DATA SUPPLIED
========

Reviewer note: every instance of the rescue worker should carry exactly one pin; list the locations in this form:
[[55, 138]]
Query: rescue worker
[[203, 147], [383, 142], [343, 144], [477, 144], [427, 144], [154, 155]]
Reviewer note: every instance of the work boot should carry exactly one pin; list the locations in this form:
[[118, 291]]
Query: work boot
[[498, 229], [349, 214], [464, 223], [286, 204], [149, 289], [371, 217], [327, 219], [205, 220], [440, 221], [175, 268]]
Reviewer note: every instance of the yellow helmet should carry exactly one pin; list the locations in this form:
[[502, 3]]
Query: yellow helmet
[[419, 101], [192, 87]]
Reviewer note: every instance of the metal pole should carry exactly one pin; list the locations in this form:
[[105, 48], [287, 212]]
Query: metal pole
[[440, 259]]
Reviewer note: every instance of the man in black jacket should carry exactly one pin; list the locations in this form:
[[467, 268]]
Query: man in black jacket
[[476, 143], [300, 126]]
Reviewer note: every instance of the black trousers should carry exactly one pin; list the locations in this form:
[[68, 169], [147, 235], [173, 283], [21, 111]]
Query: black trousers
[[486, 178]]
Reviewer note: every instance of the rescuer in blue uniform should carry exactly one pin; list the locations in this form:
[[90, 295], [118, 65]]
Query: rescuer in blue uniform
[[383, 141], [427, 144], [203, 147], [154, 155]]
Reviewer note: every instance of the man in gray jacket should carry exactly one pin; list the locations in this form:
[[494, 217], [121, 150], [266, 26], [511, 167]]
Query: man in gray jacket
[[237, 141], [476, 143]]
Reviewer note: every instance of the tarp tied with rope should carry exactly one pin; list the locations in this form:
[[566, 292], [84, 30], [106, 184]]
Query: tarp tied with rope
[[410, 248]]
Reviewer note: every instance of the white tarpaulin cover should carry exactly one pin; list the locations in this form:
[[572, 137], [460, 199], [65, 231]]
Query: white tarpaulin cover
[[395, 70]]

========

INSTRUCTIONS FOR THE TASK
Taking the line containing "Query: tarp tied with rope" as the first, please return it and every line after it through the end of the entries, exactly and only those.

REPLY TO THE EXERCISE
Query: tarp tied with rope
[[410, 248]]
Reviewer note: every instance of the white tarpaulin cover should carry exactly one pin; list the locations in this form:
[[572, 137], [460, 199], [65, 231]]
Query: white tarpaulin cover
[[395, 70]]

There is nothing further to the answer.